## What you should do
Convert the material below into a two-column CSV with the headers request and answer. Each row should hold one passage asking for points and everything listed after it, with both fields wrapped in double quotes and every line break inside a field replaced by a space.

* start Working data *

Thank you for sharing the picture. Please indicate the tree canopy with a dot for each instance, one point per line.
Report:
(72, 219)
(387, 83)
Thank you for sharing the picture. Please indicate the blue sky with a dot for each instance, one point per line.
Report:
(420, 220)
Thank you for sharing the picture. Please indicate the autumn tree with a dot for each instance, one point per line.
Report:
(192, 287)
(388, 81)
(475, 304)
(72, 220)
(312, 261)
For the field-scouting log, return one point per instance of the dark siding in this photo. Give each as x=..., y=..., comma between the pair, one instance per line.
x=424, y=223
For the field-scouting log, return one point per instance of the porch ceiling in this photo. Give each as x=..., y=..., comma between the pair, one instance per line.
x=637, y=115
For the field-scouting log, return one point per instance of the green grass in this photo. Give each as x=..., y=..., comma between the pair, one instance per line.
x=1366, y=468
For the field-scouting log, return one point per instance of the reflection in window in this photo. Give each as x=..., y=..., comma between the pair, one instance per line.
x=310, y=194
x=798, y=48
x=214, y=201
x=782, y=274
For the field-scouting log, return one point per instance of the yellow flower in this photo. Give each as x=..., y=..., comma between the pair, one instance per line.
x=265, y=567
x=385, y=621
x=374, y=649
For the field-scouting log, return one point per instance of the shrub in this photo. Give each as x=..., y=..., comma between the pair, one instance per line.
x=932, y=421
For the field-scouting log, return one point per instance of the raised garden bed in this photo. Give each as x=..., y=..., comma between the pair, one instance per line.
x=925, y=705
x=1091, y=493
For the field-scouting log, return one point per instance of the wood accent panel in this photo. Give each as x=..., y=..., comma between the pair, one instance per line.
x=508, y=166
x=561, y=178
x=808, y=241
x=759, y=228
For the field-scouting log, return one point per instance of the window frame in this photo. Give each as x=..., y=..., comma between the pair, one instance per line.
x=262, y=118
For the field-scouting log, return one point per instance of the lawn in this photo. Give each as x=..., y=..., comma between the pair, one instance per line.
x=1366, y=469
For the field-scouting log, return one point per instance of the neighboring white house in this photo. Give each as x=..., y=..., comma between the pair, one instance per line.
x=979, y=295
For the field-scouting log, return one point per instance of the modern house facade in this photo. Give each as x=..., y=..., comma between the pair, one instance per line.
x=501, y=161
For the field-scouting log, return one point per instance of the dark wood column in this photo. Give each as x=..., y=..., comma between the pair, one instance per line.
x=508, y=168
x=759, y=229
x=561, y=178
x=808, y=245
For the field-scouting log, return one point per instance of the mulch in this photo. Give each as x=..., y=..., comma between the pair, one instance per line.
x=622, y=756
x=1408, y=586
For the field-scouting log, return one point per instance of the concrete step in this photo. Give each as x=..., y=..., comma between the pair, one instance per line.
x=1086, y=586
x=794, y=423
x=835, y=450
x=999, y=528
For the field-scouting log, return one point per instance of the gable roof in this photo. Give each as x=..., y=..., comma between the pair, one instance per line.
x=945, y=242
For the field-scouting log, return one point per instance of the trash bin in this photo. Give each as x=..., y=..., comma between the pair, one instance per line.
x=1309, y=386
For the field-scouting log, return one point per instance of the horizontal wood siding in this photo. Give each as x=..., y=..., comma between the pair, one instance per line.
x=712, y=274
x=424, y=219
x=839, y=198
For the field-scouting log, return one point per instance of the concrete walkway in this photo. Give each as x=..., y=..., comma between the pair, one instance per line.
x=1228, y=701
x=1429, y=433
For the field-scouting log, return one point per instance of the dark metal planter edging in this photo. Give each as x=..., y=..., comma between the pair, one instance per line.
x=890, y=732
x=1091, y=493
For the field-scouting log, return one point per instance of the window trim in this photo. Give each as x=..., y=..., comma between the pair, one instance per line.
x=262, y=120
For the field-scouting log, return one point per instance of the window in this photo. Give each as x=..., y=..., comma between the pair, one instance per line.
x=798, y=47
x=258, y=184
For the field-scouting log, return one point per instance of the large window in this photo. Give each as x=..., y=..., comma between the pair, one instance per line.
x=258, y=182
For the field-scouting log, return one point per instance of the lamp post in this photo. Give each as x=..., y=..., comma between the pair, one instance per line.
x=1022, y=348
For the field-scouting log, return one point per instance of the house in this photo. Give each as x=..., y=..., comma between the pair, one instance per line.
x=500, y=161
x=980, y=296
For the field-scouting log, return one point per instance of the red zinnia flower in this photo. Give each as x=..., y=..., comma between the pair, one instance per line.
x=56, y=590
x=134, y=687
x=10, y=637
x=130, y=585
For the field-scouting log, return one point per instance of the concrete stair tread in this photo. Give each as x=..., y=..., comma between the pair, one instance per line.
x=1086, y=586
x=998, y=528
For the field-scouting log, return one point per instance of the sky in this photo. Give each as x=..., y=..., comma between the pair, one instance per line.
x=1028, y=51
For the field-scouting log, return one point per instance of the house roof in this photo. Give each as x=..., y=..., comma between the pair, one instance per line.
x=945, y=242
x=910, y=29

* end Working data *

## Answer to the problem
request,answer
"Thank you for sharing the picture. Please indicate the tree canopy with a dot for each instance, one point per line. Report:","(72, 219) (387, 83)"
"Thank you for sharing the picture. Please indicate the blue sky with a dot for each instance, one point per line. Report:","(420, 220)"
"Thank you for sharing the picture. Please indicate the autumn tree with a dot for each instance, one point per line. Report:","(192, 287) (388, 81) (475, 304) (72, 220) (312, 261)"
"For the field-scouting log, return one point per instance of the dark siding in this photo. Give each as x=..., y=..., comma between the pair, one instance per line.","x=424, y=223"
"For the field-scouting log, return one point per instance of the porch ceiling in this photo. Give each as x=..., y=..., comma between the pair, one instance per line.","x=637, y=115"
"For the field-scouting log, return one point per instance of the green grass in this photo. Give each as x=..., y=..., comma between the pair, one instance per line.","x=1366, y=468"
"For the field-scouting log, return one point per instance of the reflection in window in this photo. Give each as x=..., y=..., comma between the pair, one instance per line.","x=310, y=194 x=798, y=48 x=214, y=201 x=782, y=274"
"For the field-scouting log, return one point per instance of the yellow flower in this photo. Give each as x=..., y=..., comma between the pair, one instance per line.","x=265, y=567 x=385, y=621 x=374, y=649"
"For the field-scouting log, return one point per instance of the shrub in this photo. Give each as x=..., y=..., comma between the pair, one instance per line.","x=932, y=421"
"For the field-scouting log, return one point per instance of the raised garden bed in this photo. Give each as x=..., y=..., comma between the pair, one instance per line.","x=925, y=705 x=1091, y=493"
"For the field-scouting log, return one point per instance of the wood accent panel in this photo. Give each as x=..., y=..., comma between the pair, one instance per line.","x=508, y=166 x=561, y=178 x=808, y=241 x=759, y=228"
"For the field-scouting log, return one point per instance of the window frame in this photo. Give each as x=..., y=..., comma between the pair, one instance per line.","x=262, y=118"
"For the field-scouting log, return one point per instance of the lawn in this photo. Give each as x=..., y=..., comma between the pair, one instance per line.","x=1366, y=469"
"For the field-scouting log, return one point per instance of the neighboring white house in this photo. Give each as x=..., y=..., comma between the pair, one instance per line.","x=979, y=295"
"For the field-scouting log, return one point per instance of the modern house facade in this photo. Give each as x=..., y=..., comma between the pair, one instance per line.","x=501, y=161"
"For the field-scouting log, return one point per instance of the dark wood column in this photo. Give each as x=..., y=..., comma between the pair, one instance per line.","x=508, y=168 x=759, y=229 x=561, y=178 x=808, y=245"
"For the field-scouting log, return one point per instance of the mulch in this photo. Give each as x=..., y=..., comma between the pair, one instance per line.","x=622, y=756 x=1408, y=586"
"For the field-scouting log, return one point per instance of the concrete step in this photo. Give each as x=..., y=..., comma between the pair, one instance per line.","x=1086, y=586 x=794, y=423 x=835, y=450 x=999, y=528"
"For the field-scouting log, return one point per instance of the gable roof in this photo. Give each as x=..., y=..., comma between the pair, one instance per line.","x=945, y=242"
"For the field-scouting log, return one point per instance of the trash bin in this photo. Give each as x=..., y=..., comma between the pair, one instance per line.","x=1309, y=386"
"For the field-scouting log, return one point per instance of the horizontal wood siding in this photo. Give each as x=..., y=..., comma between the pair, one instance per line.","x=712, y=274 x=424, y=219 x=839, y=198"
"For the field-scouting log, return one point per instance of the concrete walkway in this photo. Give each as x=..., y=..., comma between the pair, one instance per line.","x=1228, y=701 x=1429, y=433"
"For the field-scouting log, return one point per instance of the dark metal planter edging in this photo. Give each as x=..., y=..., comma between the pair, one instance per line.","x=890, y=732 x=1091, y=493"
"For the field-scouting log, return one point per instance of the window trim in this photo. Give each as x=..., y=..., comma between the pair, one instance per line.","x=262, y=120"
"For the field-scouting log, return one point per instance of the window in this photo. Give each as x=..., y=..., comma between the pair, one instance per line.","x=798, y=47 x=258, y=184"
"For the field-scouting log, return one point per instance of the large window in this photo. Give each as x=..., y=..., comma between the pair, one instance per line.","x=258, y=182"
"For the field-scouting log, return one point per instance of the lamp post in this photo. Give each as x=..., y=..., comma between the pair, one instance per line.","x=1022, y=348"
"For the field-scouting log, return one point per instance of the house in this photo. Give each as x=..., y=..., comma between the pair, one instance per line.","x=500, y=161 x=980, y=296"
"For the field-scouting log, return one point per instance of the red zinnia flower in this photo. Give each as x=..., y=..., comma between the pair, one instance per line.","x=56, y=590 x=134, y=687 x=10, y=637 x=130, y=585"
"For the field-scouting log, return one point per instance of the concrete stair tread in this photo. Give each as x=..., y=..., comma between the pair, one instance per line.","x=1086, y=586 x=998, y=528"
"For the field-scouting log, return one point per instance of the sky in this photo. Give each as x=..., y=..., comma between the pair, one instance per line.","x=1028, y=51"
"For the field-scouting log, return one point per instance of the house roof in this photo. Give each as x=..., y=..., comma between the pair, one instance per line.","x=945, y=242 x=910, y=29"